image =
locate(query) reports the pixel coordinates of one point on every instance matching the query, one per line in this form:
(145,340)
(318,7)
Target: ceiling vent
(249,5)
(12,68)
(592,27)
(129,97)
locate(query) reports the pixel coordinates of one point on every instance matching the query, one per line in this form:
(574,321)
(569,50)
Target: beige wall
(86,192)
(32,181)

▶ [EXERCISE DIRECTIONS]: Write the entries above out again, unchanged and complete.

▶ [RESPONSE]:
image =
locate(query) reports the pixel coordinates of one point on every instance matching the query, one per line in this form:
(145,340)
(318,7)
Target: ceiling vent
(249,5)
(12,68)
(592,27)
(129,97)
locate(query) reports the pixel coordinates of one point on every instance matching the query, one per line in this form:
(574,321)
(569,50)
Target: beige wall
(86,192)
(32,181)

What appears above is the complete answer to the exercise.